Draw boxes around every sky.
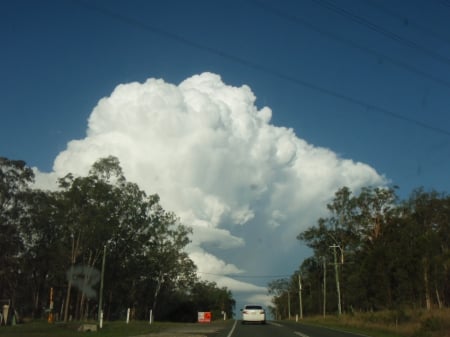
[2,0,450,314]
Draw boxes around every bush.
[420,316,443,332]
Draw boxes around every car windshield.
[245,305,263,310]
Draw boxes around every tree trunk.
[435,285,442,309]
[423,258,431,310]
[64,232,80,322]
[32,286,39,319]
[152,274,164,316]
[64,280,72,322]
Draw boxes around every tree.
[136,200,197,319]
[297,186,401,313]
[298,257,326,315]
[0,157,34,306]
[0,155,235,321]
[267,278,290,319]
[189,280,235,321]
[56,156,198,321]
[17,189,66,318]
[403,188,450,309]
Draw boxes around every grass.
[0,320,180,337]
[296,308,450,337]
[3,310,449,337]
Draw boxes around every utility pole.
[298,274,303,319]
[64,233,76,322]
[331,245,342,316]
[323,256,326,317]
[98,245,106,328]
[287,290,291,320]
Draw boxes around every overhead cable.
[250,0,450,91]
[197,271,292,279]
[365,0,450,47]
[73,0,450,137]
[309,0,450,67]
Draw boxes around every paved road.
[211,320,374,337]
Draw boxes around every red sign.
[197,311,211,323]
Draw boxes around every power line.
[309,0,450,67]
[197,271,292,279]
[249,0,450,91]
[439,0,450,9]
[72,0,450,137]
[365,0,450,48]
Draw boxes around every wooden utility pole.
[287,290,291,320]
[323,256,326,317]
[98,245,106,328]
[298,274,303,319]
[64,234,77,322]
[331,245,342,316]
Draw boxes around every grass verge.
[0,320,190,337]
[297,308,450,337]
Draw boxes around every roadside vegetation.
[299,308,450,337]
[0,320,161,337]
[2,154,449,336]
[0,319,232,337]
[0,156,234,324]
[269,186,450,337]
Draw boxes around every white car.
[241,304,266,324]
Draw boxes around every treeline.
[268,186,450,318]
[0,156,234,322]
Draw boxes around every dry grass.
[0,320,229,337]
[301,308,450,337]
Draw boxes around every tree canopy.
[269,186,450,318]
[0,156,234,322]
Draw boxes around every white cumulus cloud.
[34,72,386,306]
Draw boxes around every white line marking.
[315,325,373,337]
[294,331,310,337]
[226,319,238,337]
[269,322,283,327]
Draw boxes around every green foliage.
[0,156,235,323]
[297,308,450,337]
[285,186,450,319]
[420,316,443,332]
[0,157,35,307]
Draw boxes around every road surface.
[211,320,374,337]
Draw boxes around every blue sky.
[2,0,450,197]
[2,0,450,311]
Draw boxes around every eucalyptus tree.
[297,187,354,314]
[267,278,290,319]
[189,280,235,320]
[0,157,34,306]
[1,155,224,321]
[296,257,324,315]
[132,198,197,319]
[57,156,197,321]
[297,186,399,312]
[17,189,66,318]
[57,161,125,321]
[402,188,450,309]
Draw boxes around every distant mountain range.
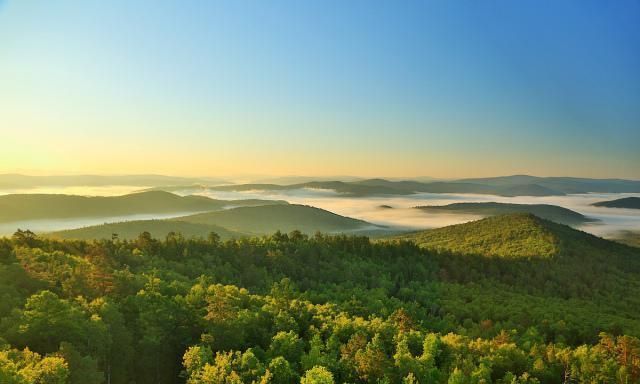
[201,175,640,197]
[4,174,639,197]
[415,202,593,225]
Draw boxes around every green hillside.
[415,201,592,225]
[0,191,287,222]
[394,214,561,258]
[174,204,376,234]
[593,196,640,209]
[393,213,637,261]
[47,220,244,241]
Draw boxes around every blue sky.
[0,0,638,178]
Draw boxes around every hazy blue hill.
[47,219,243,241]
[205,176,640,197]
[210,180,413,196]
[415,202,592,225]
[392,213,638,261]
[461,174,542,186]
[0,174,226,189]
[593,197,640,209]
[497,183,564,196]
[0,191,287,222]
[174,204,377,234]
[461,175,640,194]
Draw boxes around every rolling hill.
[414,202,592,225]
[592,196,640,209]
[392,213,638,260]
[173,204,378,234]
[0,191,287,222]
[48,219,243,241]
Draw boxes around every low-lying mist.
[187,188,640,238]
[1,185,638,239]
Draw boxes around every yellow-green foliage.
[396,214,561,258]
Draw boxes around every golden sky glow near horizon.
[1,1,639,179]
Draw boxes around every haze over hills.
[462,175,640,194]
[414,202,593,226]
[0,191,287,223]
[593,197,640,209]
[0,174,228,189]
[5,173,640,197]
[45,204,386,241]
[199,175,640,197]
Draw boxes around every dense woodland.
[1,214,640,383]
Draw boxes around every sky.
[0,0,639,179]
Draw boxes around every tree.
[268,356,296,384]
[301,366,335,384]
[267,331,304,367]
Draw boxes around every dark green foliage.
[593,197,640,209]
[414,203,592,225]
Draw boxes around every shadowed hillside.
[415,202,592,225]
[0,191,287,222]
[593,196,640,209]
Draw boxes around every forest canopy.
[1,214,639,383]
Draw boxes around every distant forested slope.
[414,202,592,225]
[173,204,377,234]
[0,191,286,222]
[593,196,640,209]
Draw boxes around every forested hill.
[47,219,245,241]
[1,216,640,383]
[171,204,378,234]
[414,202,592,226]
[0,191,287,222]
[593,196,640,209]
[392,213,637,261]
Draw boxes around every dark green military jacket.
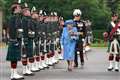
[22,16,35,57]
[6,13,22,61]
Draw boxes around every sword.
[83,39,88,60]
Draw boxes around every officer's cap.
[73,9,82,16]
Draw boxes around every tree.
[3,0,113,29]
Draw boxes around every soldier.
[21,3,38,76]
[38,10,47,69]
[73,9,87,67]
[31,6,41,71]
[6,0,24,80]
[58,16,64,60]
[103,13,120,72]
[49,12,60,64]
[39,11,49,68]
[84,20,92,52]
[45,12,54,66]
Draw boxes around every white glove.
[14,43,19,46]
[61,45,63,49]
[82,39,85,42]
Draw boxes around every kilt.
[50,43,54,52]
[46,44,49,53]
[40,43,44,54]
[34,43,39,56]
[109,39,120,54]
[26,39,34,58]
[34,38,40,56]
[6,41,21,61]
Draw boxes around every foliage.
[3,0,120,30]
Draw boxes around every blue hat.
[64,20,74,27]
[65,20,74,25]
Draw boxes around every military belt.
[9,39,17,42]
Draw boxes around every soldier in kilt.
━━━━━━━━━━
- WHAT THIS TASK INVOLVES -
After removing each picture, print the entries above exactly as they were.

- EXERCISE RESPONSE -
Draw boxes around every sky.
[2,0,450,314]
Draw boxes around every bush.
[420,316,443,332]
Draw boxes around every car windshield.
[245,305,263,310]
Draw boxes around every tree trunk.
[435,285,442,309]
[423,258,431,310]
[64,232,80,322]
[32,286,39,319]
[152,274,164,316]
[64,280,72,322]
Draw boxes around every tree.
[136,200,197,319]
[297,186,401,313]
[298,257,326,315]
[0,157,34,306]
[0,155,235,321]
[267,278,290,319]
[189,280,235,321]
[56,156,198,321]
[17,189,66,318]
[403,188,450,309]
Draw boxes around every grass.
[0,320,180,337]
[296,308,450,337]
[3,310,449,337]
Draw boxes around every utility pole.
[298,274,303,319]
[64,233,76,322]
[331,245,342,316]
[323,256,326,317]
[98,245,106,328]
[287,290,291,320]
Draw boxes around every overhead cable.
[250,0,450,91]
[197,271,292,279]
[365,0,450,47]
[73,0,450,137]
[309,0,450,67]
Draw boxes around every paved road.
[211,320,374,337]
Draw boxes around every red sign.
[197,311,211,323]
Draw boxes around every power line.
[309,0,450,67]
[197,271,292,279]
[249,0,450,91]
[439,0,450,9]
[72,0,450,137]
[365,0,450,48]
Draw boxes around every wooden utility pole.
[287,290,291,320]
[323,256,326,317]
[98,245,106,328]
[298,274,303,319]
[64,234,77,322]
[331,245,342,316]
Draw boxes around every grass verge.
[0,320,190,337]
[297,308,450,337]
Draw boxes around every roadside vegetation.
[299,308,450,337]
[0,320,161,337]
[2,154,449,336]
[0,319,232,337]
[0,156,234,324]
[269,186,450,337]
Draw boxes around every white car.
[241,304,266,324]
Draw boxes around every treeline.
[268,186,450,318]
[0,156,234,322]
Draw boxes around every dry grass.
[0,320,229,337]
[301,308,450,337]
Draw boxes around every tree canopy.
[269,186,450,318]
[0,156,234,322]
Draw boxes around every white cumulus cloud.
[34,72,386,306]
Draw boxes around every white line marking.
[315,325,373,337]
[294,331,310,337]
[226,319,238,337]
[269,322,283,327]
Draw boxes around every green foliage.
[0,156,235,323]
[297,308,450,337]
[285,186,450,319]
[420,316,443,332]
[0,157,35,307]
Draw boxes around every road surface.
[211,320,374,337]
Draw boxes around every blue sky.
[2,0,450,197]
[2,0,450,311]
Draw boxes around every eucalyptus tree.
[297,187,354,314]
[267,278,290,319]
[189,280,235,320]
[0,157,34,306]
[1,155,224,321]
[296,257,324,315]
[132,198,197,319]
[57,156,197,321]
[297,186,399,312]
[17,189,66,318]
[57,161,125,321]
[402,188,450,309]
Draw boxes around every distant mountain range.
[201,175,640,197]
[4,174,639,197]
[415,202,593,225]
Draw boxes around every green hillside.
[415,201,592,225]
[0,191,287,222]
[394,214,561,258]
[174,204,376,234]
[593,196,640,209]
[393,213,637,261]
[47,220,244,241]
Draw boxes around every blue sky.
[0,0,638,178]
Draw boxes around every hazy blue hill.
[47,219,243,241]
[205,176,640,197]
[210,180,413,196]
[415,202,592,225]
[392,213,638,261]
[461,174,542,186]
[0,174,226,189]
[593,197,640,209]
[497,183,564,196]
[0,191,287,222]
[174,204,377,234]
[461,175,640,194]
Draw boxes around every rolling hill.
[414,202,592,225]
[592,196,640,209]
[392,213,638,260]
[173,204,378,234]
[0,191,287,222]
[48,219,243,241]
Draw boxes around every low-lying mist.
[187,188,640,238]
[1,185,638,239]
Draw boxes around every yellow-green foliage.
[396,214,561,258]
Draw boxes around every golden sky glow near horizon.
[1,1,639,179]
Draw boxes around every haze over hills.
[462,175,640,194]
[414,202,593,226]
[0,191,287,223]
[593,197,640,209]
[0,174,228,189]
[5,173,640,197]
[45,204,386,241]
[199,175,640,197]
Draw boxes around every dense woodland.
[1,214,640,383]
Draw boxes around every sky.
[0,0,639,179]
Draw boxes around every tree.
[268,356,296,384]
[301,366,335,384]
[267,331,304,367]
Draw boxes around every dark green foliage.
[593,197,640,209]
[414,203,592,225]
Draw boxes around every shadowed hillside.
[415,202,592,225]
[0,191,287,222]
[593,196,640,209]
Draw boxes around every forest canopy.
[1,214,639,383]
Draw boxes around every distant forested slope.
[414,202,592,225]
[173,204,377,234]
[0,191,286,222]
[593,196,640,209]
Draw boxes around every forested hill.
[47,219,245,241]
[1,216,640,383]
[171,204,378,234]
[414,202,592,226]
[0,191,287,222]
[593,196,640,209]
[392,213,637,261]
Draw boxes around every dark green military jacket.
[22,16,35,57]
[6,13,22,61]
Draw boxes around every sword.
[83,39,88,60]
Draw boxes around every officer's cap.
[73,9,82,16]
Draw boxes around every tree.
[3,0,113,29]
Draw boxes around every soldier.
[21,3,38,76]
[38,10,47,69]
[73,9,87,67]
[31,6,41,71]
[6,0,24,80]
[58,16,64,60]
[103,13,120,72]
[49,12,60,64]
[39,11,49,68]
[84,20,92,52]
[45,12,54,66]
Draw boxes around every white glove.
[14,43,19,46]
[61,45,63,49]
[82,39,85,42]
Draw boxes around every kilt.
[50,43,54,52]
[46,44,49,53]
[40,43,44,54]
[34,43,39,56]
[109,39,120,54]
[26,39,34,58]
[34,38,40,56]
[6,41,21,61]
Draw boxes around every foliage.
[3,0,120,30]
Draw boxes around every blue hat.
[64,20,74,27]
[65,20,74,25]
Draw boxes around every military belt.
[9,39,17,42]
Draw boxes around every soldier in kilt.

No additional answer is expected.